- [TASK OBJECTIVE]
Hand back, word for word, the lines from the one containing "Where can you find the aircraft wheel" to the end of the records, both included, and leave out pictures.

- [DATA SHOWN]
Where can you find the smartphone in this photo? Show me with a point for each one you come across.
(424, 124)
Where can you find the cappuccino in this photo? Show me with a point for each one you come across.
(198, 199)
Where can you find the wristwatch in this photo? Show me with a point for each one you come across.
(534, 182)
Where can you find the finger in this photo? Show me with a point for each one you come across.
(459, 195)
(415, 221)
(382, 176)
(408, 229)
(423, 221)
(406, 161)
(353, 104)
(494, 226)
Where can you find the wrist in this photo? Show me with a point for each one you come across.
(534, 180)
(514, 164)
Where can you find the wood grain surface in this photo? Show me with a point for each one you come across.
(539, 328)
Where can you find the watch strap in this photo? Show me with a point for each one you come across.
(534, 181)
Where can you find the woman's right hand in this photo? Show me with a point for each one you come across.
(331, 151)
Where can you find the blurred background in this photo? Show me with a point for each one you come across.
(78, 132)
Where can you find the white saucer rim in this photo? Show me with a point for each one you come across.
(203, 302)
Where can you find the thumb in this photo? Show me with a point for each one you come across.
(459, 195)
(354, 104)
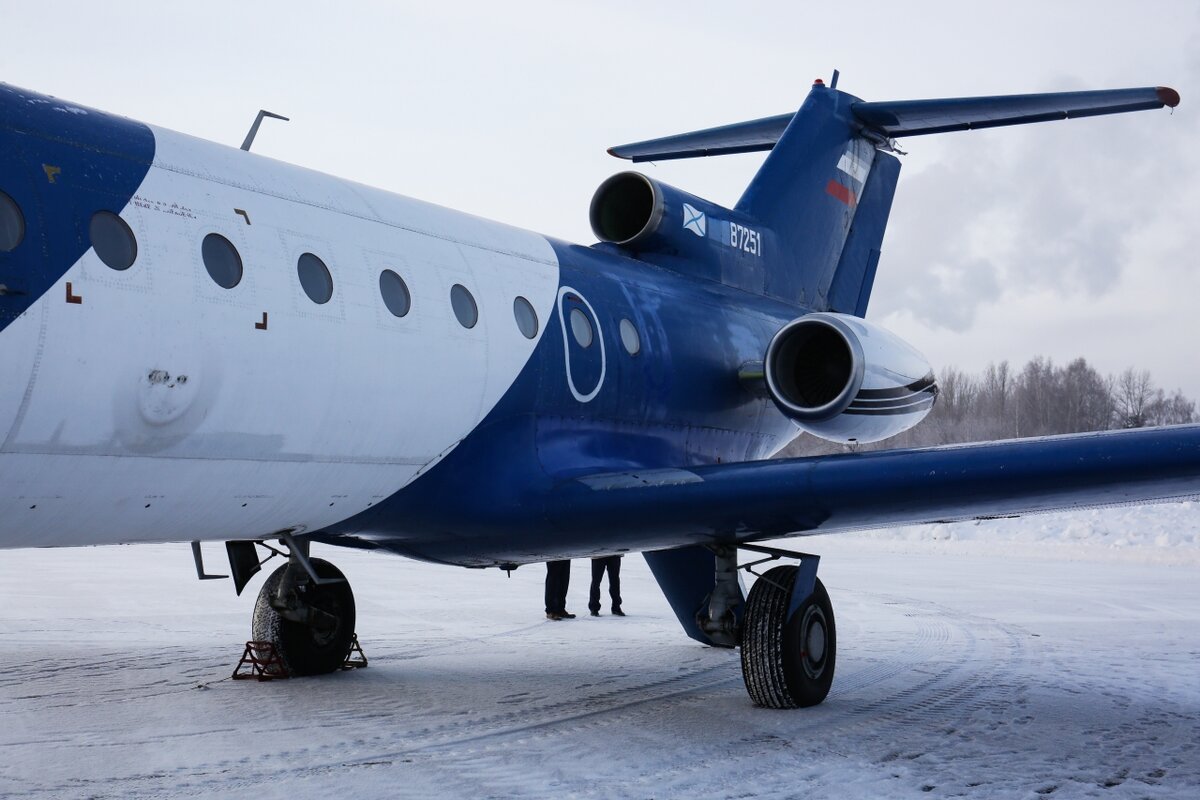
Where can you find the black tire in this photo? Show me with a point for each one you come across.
(787, 663)
(309, 649)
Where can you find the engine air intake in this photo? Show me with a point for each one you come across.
(625, 209)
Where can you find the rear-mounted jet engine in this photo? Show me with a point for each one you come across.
(845, 379)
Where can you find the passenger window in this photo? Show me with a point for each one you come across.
(12, 224)
(527, 318)
(630, 338)
(395, 293)
(113, 240)
(581, 328)
(222, 262)
(315, 278)
(463, 305)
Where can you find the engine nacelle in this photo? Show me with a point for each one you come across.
(845, 379)
(646, 216)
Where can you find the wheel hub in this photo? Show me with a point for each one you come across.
(813, 642)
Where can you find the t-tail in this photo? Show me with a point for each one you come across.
(809, 228)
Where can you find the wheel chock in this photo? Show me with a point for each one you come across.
(261, 660)
(354, 657)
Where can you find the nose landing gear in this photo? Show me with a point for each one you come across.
(310, 621)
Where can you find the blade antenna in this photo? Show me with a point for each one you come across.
(253, 128)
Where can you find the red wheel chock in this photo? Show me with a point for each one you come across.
(262, 661)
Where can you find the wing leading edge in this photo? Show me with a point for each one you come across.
(904, 118)
(765, 499)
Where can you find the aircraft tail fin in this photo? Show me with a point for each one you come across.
(825, 192)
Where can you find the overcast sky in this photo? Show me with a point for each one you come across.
(1065, 239)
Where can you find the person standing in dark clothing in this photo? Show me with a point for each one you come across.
(611, 563)
(558, 577)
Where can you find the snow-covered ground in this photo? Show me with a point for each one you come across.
(1049, 657)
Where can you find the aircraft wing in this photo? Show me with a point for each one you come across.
(901, 118)
(820, 494)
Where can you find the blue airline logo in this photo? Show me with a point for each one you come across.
(694, 221)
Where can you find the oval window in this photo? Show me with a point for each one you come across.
(315, 278)
(463, 305)
(581, 328)
(113, 240)
(12, 223)
(630, 338)
(527, 318)
(395, 293)
(222, 262)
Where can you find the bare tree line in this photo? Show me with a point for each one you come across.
(1039, 400)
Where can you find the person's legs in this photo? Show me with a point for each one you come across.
(594, 591)
(558, 575)
(615, 582)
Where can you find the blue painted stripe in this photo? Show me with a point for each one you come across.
(61, 163)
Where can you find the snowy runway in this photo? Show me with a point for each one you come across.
(991, 666)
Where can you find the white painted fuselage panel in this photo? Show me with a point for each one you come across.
(163, 407)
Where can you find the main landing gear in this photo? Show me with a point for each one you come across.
(786, 629)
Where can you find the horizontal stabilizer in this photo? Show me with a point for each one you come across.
(739, 137)
(894, 119)
(921, 116)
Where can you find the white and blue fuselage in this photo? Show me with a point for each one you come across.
(150, 403)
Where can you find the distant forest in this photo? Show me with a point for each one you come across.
(1039, 400)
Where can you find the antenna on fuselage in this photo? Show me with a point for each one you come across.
(253, 128)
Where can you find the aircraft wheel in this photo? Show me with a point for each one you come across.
(319, 643)
(787, 663)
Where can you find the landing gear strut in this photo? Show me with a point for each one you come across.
(306, 608)
(789, 638)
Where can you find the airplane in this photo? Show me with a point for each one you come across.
(203, 344)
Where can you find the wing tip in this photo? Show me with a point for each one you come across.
(1168, 96)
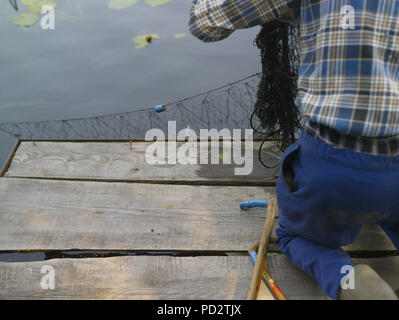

- [WRITTEN SOLUTION]
Where can you find the aircraft wheel in this photo? Show me with a point for each one you come across.
(319, 643)
(787, 663)
Where can you find the landing gear strut in this photo? Show me with a point for each one you come across.
(306, 608)
(789, 638)
Where can you find the airplane in this photo? Show me with a point for each one you come across.
(203, 344)
Where can you find the wing tip in this photo? Show me with a point for each one you come across.
(1168, 96)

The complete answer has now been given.